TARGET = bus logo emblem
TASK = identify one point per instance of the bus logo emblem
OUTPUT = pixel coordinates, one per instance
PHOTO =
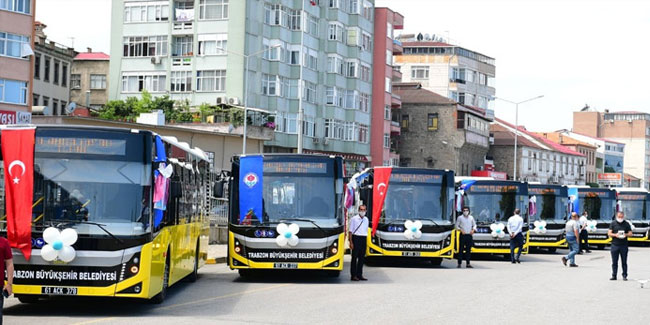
(250, 179)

+---+

Task requirements: Output the listing above line for line, leaving out the picture.

Result for this exercise:
TARGET = bus logo emblem
TASK = identify one point per instance of the bus logo emblem
OUTPUT = pixel coordinates, one per instance
PHOTO =
(250, 179)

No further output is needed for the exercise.